**The exercise**
Rewrite everything from the line containing "Pinpoint scattered blueberry." down to the line containing "[398,130,423,144]", both included, keeping the requests as they are. Raise every bounding-box coordinate in those entries by 99.

**Supplied records**
<<<<

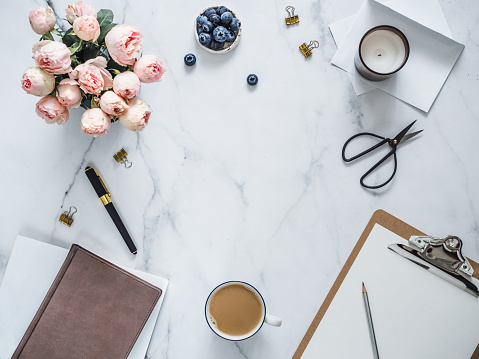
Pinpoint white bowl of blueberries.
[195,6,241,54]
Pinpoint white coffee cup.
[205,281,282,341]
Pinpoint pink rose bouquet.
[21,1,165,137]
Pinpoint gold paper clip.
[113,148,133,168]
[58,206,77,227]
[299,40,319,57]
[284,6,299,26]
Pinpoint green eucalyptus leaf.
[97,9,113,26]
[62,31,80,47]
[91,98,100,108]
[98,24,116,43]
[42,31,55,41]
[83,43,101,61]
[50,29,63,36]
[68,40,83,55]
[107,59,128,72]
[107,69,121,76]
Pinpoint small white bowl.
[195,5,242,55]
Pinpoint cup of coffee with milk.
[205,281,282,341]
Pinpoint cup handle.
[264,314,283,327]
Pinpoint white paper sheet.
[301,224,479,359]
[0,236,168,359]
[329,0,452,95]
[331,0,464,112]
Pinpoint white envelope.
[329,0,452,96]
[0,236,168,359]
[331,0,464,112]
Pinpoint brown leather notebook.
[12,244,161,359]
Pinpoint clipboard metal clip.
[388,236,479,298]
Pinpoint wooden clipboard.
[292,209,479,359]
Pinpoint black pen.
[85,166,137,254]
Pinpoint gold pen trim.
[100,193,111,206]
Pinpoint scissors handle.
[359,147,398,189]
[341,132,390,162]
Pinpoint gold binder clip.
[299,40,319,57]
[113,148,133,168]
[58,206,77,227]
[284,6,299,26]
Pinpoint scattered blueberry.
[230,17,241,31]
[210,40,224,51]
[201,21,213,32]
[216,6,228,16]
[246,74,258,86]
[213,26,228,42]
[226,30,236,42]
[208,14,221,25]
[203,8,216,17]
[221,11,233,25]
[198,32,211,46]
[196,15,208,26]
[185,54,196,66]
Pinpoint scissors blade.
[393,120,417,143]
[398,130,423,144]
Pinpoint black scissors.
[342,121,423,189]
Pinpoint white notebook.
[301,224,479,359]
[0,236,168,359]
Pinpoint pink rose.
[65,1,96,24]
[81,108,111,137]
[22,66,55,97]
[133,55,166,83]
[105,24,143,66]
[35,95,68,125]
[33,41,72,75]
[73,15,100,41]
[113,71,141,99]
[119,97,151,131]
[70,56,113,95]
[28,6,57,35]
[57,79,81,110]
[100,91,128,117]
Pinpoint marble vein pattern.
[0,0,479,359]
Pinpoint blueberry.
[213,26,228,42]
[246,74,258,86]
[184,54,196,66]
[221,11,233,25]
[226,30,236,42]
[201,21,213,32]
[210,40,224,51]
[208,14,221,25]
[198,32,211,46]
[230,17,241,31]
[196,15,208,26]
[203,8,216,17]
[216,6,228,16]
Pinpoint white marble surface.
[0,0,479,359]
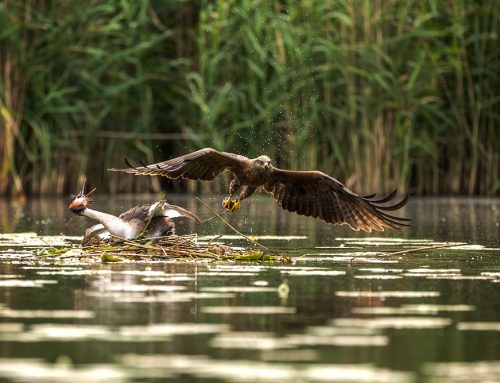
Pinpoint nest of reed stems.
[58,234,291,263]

>>>>

**Task output**
Pinpoint scattered blueberry.
[329,116,340,130]
[309,139,323,150]
[300,120,312,131]
[315,105,327,115]
[345,173,357,185]
[312,125,327,141]
[325,129,335,141]
[307,113,320,124]
[302,107,315,116]
[320,110,332,124]
[297,131,310,145]
[295,114,307,125]
[284,153,295,165]
Pinpoint scissors blade.
[492,219,516,242]
[497,229,522,243]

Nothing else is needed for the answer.